What needs to be done:
In the listing below, please print the line that contains "In this photo, point at the bare" and every line that follows it, exactly.

The input:
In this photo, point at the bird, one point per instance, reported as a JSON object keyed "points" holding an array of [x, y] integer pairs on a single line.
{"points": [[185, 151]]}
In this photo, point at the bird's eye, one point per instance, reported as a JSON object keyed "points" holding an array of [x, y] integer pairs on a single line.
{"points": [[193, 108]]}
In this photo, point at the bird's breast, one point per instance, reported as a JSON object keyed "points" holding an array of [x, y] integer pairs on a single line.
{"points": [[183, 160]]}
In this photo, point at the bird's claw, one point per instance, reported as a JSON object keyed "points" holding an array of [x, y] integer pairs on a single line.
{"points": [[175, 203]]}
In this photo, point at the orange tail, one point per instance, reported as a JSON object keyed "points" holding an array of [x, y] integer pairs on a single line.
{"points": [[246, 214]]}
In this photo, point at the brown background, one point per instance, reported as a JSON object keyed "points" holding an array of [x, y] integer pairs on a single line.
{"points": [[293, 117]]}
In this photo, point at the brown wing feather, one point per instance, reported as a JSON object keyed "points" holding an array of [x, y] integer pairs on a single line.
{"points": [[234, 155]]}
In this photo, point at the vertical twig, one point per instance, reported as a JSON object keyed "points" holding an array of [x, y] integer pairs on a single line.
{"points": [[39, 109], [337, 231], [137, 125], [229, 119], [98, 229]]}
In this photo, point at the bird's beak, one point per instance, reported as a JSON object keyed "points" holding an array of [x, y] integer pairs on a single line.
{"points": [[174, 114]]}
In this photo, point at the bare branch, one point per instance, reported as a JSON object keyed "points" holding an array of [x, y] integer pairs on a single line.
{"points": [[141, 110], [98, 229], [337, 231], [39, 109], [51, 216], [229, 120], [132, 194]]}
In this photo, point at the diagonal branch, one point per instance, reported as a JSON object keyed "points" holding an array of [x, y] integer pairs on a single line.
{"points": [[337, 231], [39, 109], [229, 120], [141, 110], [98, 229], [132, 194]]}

Response:
In this photo, point at the bare branch, one point per instance, reported as a JSON object keyed "points" holding an array of [x, y] integer pairs on a single line.
{"points": [[141, 110], [98, 229], [337, 231], [39, 109], [51, 216], [229, 120], [132, 194]]}
In this photo, point at the diagonal branch, one point per instance, reported as a JSON object keyed "points" holding an array of [x, y] integer pairs on a single line.
{"points": [[337, 231], [39, 109], [229, 120], [141, 110], [98, 229], [132, 194]]}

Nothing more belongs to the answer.